◆ **PASSAGE PROVIDED**:
▽

Differently, a widely used interview in the father involvement literature, that is the Interaction/Accessibility Time Diary interview protocol, was utilized by Brown et al. (2012, 2018). As another example, Laflamme et al. (2002) asked parents to record the time spent in specific activities by means of a daily journal. For the third criterion, a fine set of different but detailed questions was utilized by Lewis et al. (2009) and Gettler et al. (2011). Moreover, Feldman (2000) extensively assessed five determinants of father involvement by using self-reported questionnaires. Eventually, Kazura (2000) specifically developed an instrument to address the level of involvement and division of labor between the parents caring for children.

Associations Between Paternal Involvement and Sensitive Behavioral Responses

Of the 16 studies addressing behavioral paternal sensitive responsiveness, 12 used “good” measures of paternal involvement. On the other hand, among the 5 studies including a “fairly good” measure, only one (i.e., Grossmann et al., 2002) found a significant effect of paternal involvement on sensitive behavioral responses in fathers. Specifically, the composite caregiving index assessed during the first year of the infant's life, also including the mother-reported level of paternal caregiving involvement, significantly predicted father sensitive play 24 months after childbirth. However, further analyses have shown that this effect was explained exclusively by the presence of the father at birth rather than the overall degree of caregiving involvement during the first year. Among the 12 studies using “good” measures for assessing paternal involvement, only two (Feldman, 2000; Brown et al., 2012) reported a significant association between paternal involvement and sensitive behaviors in fathers. In the first mentioned study, paternal involvement, sensitivity, and child attachment have been assessed at two timepoints (i.e., 13 months, 3 years). A significant negative relationship between paternal involvement and sensitivity was found at 3 years. Nevertheless, no associations emerged between involvement and sensitivity at 13 months. As far as the second study is concerned (Feldman, 2000), sensitive fathering proved related to four characteristics of father involvement, such as sharing of household and childcare responsibilities, the amount of time fathers spent with the child on weekends (but not during the week), and the range of childcare activities fathers performed. In addition to these, other studies reported no significant association between paternal involvement measured with quantitative variables and parental sensitivity (Kazura, 2000; Laflamme et al., 2002; Malmberg et al., 2016).

△

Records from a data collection
▽

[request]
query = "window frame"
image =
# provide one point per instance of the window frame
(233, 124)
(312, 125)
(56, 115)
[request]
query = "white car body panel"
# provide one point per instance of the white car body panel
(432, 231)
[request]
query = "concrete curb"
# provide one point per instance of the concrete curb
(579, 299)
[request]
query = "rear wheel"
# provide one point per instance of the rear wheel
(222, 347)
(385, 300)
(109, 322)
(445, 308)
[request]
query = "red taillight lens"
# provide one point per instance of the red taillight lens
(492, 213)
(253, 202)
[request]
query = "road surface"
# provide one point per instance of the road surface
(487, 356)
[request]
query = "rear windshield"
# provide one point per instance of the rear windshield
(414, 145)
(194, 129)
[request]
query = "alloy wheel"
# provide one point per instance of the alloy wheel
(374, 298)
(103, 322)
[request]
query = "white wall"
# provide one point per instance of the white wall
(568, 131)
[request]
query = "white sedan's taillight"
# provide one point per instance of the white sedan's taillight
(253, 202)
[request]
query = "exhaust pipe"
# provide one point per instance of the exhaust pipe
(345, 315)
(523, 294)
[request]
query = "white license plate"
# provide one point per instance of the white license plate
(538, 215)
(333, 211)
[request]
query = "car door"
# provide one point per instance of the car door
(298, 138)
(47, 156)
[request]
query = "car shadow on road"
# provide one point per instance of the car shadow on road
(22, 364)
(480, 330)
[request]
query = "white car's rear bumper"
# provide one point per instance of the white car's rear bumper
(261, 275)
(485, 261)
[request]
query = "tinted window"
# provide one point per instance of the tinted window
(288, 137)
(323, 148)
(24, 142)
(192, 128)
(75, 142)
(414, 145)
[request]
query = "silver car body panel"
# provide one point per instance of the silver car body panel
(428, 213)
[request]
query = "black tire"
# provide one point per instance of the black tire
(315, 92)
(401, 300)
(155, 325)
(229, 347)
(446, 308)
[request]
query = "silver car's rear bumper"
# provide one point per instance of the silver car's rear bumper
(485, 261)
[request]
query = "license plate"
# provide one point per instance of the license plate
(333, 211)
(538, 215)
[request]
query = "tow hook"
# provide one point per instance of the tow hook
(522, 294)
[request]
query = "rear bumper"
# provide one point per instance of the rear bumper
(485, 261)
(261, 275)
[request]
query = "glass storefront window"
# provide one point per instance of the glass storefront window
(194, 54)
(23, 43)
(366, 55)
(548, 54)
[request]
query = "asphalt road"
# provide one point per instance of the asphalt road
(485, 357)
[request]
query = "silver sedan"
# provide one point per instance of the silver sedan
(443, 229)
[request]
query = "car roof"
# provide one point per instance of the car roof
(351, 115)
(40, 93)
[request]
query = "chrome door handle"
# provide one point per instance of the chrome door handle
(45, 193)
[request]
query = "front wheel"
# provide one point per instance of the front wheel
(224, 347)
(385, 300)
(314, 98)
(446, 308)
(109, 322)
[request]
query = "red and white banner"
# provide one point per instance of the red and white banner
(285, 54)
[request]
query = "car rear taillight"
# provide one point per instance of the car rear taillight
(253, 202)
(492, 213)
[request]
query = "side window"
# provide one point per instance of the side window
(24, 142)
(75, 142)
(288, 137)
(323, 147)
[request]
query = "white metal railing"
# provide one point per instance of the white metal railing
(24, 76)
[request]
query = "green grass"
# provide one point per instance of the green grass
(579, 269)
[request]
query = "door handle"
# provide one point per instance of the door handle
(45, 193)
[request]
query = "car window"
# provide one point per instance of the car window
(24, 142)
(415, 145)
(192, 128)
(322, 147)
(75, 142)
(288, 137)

△

◆ **TASK SET**:
1. Reproduce the part of the passage on paternal involvement and sensitivity between "Differently, a widely" and "caring for children.", inclusive, word for word.
2. Carry on the passage about paternal involvement and fathers' sensitive behavior, starting right after its final sentence.

◆ **RESULTS IN ORDER**:
1.
Differently, a widely used interview in the father involvement literature, that is the Interaction/Accessibility Time Diary interview protocol, was utilized by Brown et al. (2012, 2018). As another example, Laflamme et al. (2002) asked parents to record the time spent in specific activities by means of a daily journal. For the third criterion, a fine set of different but detailed questions was utilized by Lewis et al. (2009) and Gettler et al. (2011). Moreover, Feldman (2000) extensively assessed five determinants of father involvement by using self-reported questionnaires. Eventually, Kazura (2000) specifically developed an instrument to address the level of involvement and division of labor between the parents caring for children.

2.
Associations Between Involvement and Paternal Neurobiological Responses

Of 2,529 articles, 11 studies provided details of paternal involvement in the context of neurobiological responses to infant stimuli. As mentioned before, 6 out of 11 studies included “fairly” good measures for assessing paternal involvement, whereas 5 studies used “good” measures. Of note, those studies classified as adopting “fairly good” measures failed to find significant relationships between paternal involvement and neurobiological responses to infant cues. On the other hand, a relevant effect of paternal involvement has been highlighted in those studies measuring the construct more thoroughly. Going into details, paternal reactivity Cortisol after interactions with newborns has been found predictive of greater paternal involvement in childcare and play (Kuo et al., 2018). Specifically, fathers whose Cortisol levels increased significantly while holding their infants reported greater postpartum involvement in indirect care and play. Differently, a downregulation in the Prolactin levels while interacting with their own toddlers has been found in those fathers spending more time in daily caregiving when compared to fathers less involved in childcare (Gettler et al., 2011). At the neural level, greater activity in the Ventral Tegmental Area in response to pictures of their own children was associated with higher paternal involvement (Mascaro et al., 2013). In addition, a moderate level of Anterior Insula activity in response to infant cry was related to high levels of instrumental support of fathers, as being reported by mothers (Mascaro et al., 2014). Abraham et al. (2014) displayed that fathers' direct caregiving experiences correlated with the Amygdala and Superior Temporal Sulcus connectivity in response to self-infant interactions. Additionally, more involved fathers (i.e., primary-caregiving fathers) showed a high Amygdala activation as primary-caregiving mothers, and a high Superior Temporal Sulcus activation as secondary-caregiving fathers.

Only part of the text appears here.